◆ Problem details ◆
According to the Na Chueak district text, what is the district's postal code?

◆ Provided passage ◆
---------------

- District location in Maha Sarakham province
- Coordinates: 15°48′0″N 103°1′54″E﻿ / ﻿15.80000°N 103.03167°E
- Country: Thailand
- Province: Maha Sarakham

Area
- • Total: 528.198 km^{2} (203.938 sq mi)

Population (2008)
- • Total: 60,856
- • Density: 115.2/km^{2} (298/sq mi)
- Time zone: UTC+7 (ICT)
- Postal code: 44170
- Geocode: 4407

= Na Chueak district =

Na Chueak (นาเชือก, /th/; นาเซียก, /tts/) is a district (amphoe) in the south of Maha Sarakham province, northeastern Thailand.

==Geography==
Neighboring districts are (from the north clockwise): Kut Rang, Borabue, Wapi Pathum, Na Dun, and Yang Sisurat of Maha Sarakham Province; Na Pho of Buriram province; and Nong Song Hong and Pueai Noi of Khon Kaen province.

---------------

◆ Entries supplied ◆
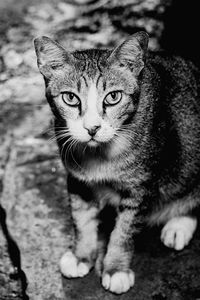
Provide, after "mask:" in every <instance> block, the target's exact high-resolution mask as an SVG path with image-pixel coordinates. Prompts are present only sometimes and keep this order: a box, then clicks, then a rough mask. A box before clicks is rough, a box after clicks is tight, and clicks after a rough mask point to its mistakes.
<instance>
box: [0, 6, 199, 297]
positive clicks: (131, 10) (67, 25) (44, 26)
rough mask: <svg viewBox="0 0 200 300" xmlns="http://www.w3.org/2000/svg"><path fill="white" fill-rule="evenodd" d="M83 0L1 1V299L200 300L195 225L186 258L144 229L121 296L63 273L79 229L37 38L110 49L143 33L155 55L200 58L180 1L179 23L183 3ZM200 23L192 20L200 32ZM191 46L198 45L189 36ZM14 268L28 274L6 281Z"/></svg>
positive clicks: (69, 43)
mask: <svg viewBox="0 0 200 300" xmlns="http://www.w3.org/2000/svg"><path fill="white" fill-rule="evenodd" d="M78 2H79V3H80V2H82V3H83V2H84V1H76V3H75V1H66V0H62V1H61V0H30V1H27V0H18V1H14V0H8V1H2V0H0V47H1V50H0V88H1V99H0V105H1V109H0V205H1V206H2V209H1V227H0V299H1V300H6V299H9V300H11V299H17V300H19V299H25V297H26V295H25V292H26V293H27V295H28V296H29V298H30V300H32V299H33V300H76V299H77V300H80V299H81V300H97V299H99V300H102V299H104V300H112V299H113V300H115V299H116V300H117V299H120V300H125V299H126V300H129V299H131V300H132V299H134V300H148V299H152V300H187V299H188V300H197V299H199V298H200V281H199V274H200V272H199V271H200V257H199V249H200V230H199V229H198V230H197V233H196V236H195V237H194V239H193V240H192V242H191V244H190V245H189V246H188V247H187V248H185V249H184V250H183V251H181V252H175V251H173V250H170V249H167V248H165V247H164V246H163V245H162V244H161V242H160V238H159V229H151V230H150V229H148V230H147V229H144V231H143V233H141V234H140V236H138V240H137V243H136V257H135V259H134V262H133V269H134V270H135V274H136V283H135V286H134V288H133V289H132V290H131V291H130V292H128V293H127V294H124V295H120V296H116V295H113V294H111V293H108V292H106V291H104V289H103V288H102V287H101V284H100V279H99V278H98V277H97V276H96V275H95V273H94V271H92V272H91V273H90V274H89V275H88V276H86V277H85V278H83V279H76V280H67V279H65V278H63V277H62V276H61V274H60V271H59V266H58V262H59V259H60V257H61V256H62V254H63V253H64V252H65V251H66V249H67V248H69V247H70V246H72V244H73V230H72V223H71V218H70V210H69V203H68V197H67V193H66V189H65V181H66V178H65V171H64V168H63V166H62V165H61V163H60V159H59V155H58V152H57V147H56V145H55V143H54V141H53V139H52V140H51V138H52V121H51V113H50V111H49V109H48V107H47V105H46V101H45V96H44V84H43V79H42V77H41V75H40V74H39V72H38V70H37V66H36V58H35V54H34V50H33V43H32V40H33V38H34V37H36V36H38V35H47V36H50V37H52V38H54V39H56V40H58V41H59V42H61V43H62V44H63V45H64V46H65V47H66V48H67V49H69V50H74V49H83V48H89V47H112V46H114V45H116V44H118V43H119V42H121V40H123V39H124V38H125V37H127V36H128V35H129V34H132V33H134V32H136V31H138V30H146V31H147V32H148V33H149V35H150V44H149V47H150V49H151V50H160V49H161V48H168V50H173V51H174V50H175V49H172V48H173V47H175V45H177V46H178V47H177V49H178V50H177V51H176V52H177V53H182V54H183V55H185V56H186V57H189V58H192V56H193V58H194V61H197V60H198V55H197V53H198V51H196V50H197V49H198V47H197V48H195V47H192V48H193V50H194V48H195V51H194V52H192V51H191V47H189V46H188V44H187V47H184V43H185V35H184V34H182V35H181V36H180V34H179V33H180V32H179V31H181V29H182V26H181V22H182V23H183V21H184V22H185V19H187V17H188V13H191V12H192V11H193V10H192V8H190V10H189V11H188V10H187V5H185V3H184V4H183V3H182V2H181V4H180V7H182V5H183V8H184V10H183V13H182V14H181V20H180V24H178V25H179V26H177V27H176V22H177V17H176V15H177V14H179V7H178V6H177V5H176V4H175V3H174V2H173V3H174V5H173V6H172V7H171V8H170V4H171V3H172V1H171V0H168V1H164V0H145V1H143V0H137V1H133V0H124V1H120V0H99V1H92V2H91V4H90V5H84V4H83V5H80V4H77V3H78ZM173 7H174V9H175V11H172V9H173ZM177 7H178V8H177ZM180 12H181V11H180ZM170 16H172V19H171V17H170ZM185 16H186V17H185ZM195 20H196V19H195ZM164 22H166V27H165V24H164ZM170 24H171V25H170ZM172 24H174V25H173V26H174V27H176V30H175V31H174V28H173V26H172ZM192 24H193V25H194V26H193V25H192ZM196 24H197V23H195V22H191V26H193V27H195V30H196V28H197V26H196ZM184 26H186V25H184ZM184 28H186V27H184ZM190 28H192V27H190ZM164 29H165V31H163V30H164ZM193 29H194V28H193ZM163 33H164V34H163ZM173 36H175V37H176V36H177V39H176V40H175V43H173V41H172V37H173ZM178 36H180V37H181V43H180V44H179V39H178ZM187 38H188V36H187ZM187 38H186V42H187ZM189 41H192V45H194V40H193V39H192V37H191V35H189ZM170 45H173V47H170ZM182 45H183V47H182ZM188 50H190V51H188ZM181 51H182V52H181ZM4 210H5V211H4ZM5 216H6V222H5ZM10 245H12V247H11V246H10ZM13 245H14V246H13ZM10 247H11V249H10ZM13 252H14V254H13ZM13 255H14V256H13ZM13 257H18V260H17V261H16V260H15V259H14V260H13ZM19 258H20V259H21V261H19ZM14 267H17V268H18V271H22V270H23V272H24V273H20V272H19V273H20V274H21V276H22V275H23V276H24V277H23V276H22V278H21V279H20V278H19V277H18V278H13V277H12V276H11V277H10V274H11V273H12V271H13V268H14ZM14 270H15V269H14ZM25 278H27V281H28V287H27V289H26V291H25V285H26V281H25ZM23 280H24V281H23ZM22 282H23V284H24V285H23V284H22ZM23 293H24V294H23Z"/></svg>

---------------

◆ Exercise solution ◆
44170